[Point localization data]

Segment Open

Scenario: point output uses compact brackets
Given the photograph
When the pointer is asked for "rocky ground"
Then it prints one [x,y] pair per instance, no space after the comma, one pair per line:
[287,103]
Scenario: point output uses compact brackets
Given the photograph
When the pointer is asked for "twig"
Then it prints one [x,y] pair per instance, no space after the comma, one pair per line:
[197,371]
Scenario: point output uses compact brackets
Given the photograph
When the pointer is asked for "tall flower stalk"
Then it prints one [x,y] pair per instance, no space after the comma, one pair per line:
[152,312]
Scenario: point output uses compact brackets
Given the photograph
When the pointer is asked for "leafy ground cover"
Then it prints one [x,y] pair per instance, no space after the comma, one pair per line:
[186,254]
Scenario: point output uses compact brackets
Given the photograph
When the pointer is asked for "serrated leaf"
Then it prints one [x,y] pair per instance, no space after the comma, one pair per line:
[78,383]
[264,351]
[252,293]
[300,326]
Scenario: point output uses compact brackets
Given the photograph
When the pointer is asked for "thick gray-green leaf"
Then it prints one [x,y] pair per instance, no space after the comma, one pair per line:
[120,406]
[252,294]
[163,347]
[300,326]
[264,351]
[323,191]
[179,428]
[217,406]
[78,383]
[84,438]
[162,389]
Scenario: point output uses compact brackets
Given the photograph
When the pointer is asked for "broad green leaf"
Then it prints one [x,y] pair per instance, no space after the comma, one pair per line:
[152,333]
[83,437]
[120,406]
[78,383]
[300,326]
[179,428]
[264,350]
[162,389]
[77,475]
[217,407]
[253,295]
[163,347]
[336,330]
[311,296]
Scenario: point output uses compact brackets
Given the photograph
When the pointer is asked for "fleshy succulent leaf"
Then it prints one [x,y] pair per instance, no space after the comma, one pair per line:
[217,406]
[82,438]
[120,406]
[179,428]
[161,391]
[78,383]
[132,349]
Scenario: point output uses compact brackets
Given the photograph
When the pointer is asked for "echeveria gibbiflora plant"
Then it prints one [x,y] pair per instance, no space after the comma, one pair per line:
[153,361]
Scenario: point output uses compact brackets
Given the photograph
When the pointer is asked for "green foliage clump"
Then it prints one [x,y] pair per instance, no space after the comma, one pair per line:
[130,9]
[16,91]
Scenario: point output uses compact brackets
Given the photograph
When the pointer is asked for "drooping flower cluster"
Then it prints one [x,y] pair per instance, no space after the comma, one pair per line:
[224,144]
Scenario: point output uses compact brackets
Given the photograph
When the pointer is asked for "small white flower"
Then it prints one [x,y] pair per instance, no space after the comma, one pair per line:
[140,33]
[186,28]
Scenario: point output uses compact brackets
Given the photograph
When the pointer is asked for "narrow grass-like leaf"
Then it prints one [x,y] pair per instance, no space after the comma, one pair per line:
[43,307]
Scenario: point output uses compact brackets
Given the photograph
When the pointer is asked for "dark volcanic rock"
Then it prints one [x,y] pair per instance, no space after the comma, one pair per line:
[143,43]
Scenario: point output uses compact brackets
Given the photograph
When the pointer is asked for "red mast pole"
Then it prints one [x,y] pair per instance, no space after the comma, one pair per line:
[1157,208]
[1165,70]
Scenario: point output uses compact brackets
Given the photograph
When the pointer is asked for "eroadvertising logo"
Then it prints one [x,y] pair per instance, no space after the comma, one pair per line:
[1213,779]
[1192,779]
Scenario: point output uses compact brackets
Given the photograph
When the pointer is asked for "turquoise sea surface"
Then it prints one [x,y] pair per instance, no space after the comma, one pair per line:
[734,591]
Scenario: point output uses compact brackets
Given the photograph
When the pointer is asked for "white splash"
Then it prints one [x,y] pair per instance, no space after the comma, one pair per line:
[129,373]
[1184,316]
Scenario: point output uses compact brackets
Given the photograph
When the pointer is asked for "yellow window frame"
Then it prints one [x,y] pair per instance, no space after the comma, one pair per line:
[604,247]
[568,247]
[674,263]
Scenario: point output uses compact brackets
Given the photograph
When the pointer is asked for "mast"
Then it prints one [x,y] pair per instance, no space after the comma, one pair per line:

Segment Closed

Your assignment: Where a line above holds the word "green", copy it.

Response to this task:
When the pointer is asked for "thick gray-green leaf"
When the pointer is asked for "broad green leaf"
When the pointer is asked for "green foliage clump"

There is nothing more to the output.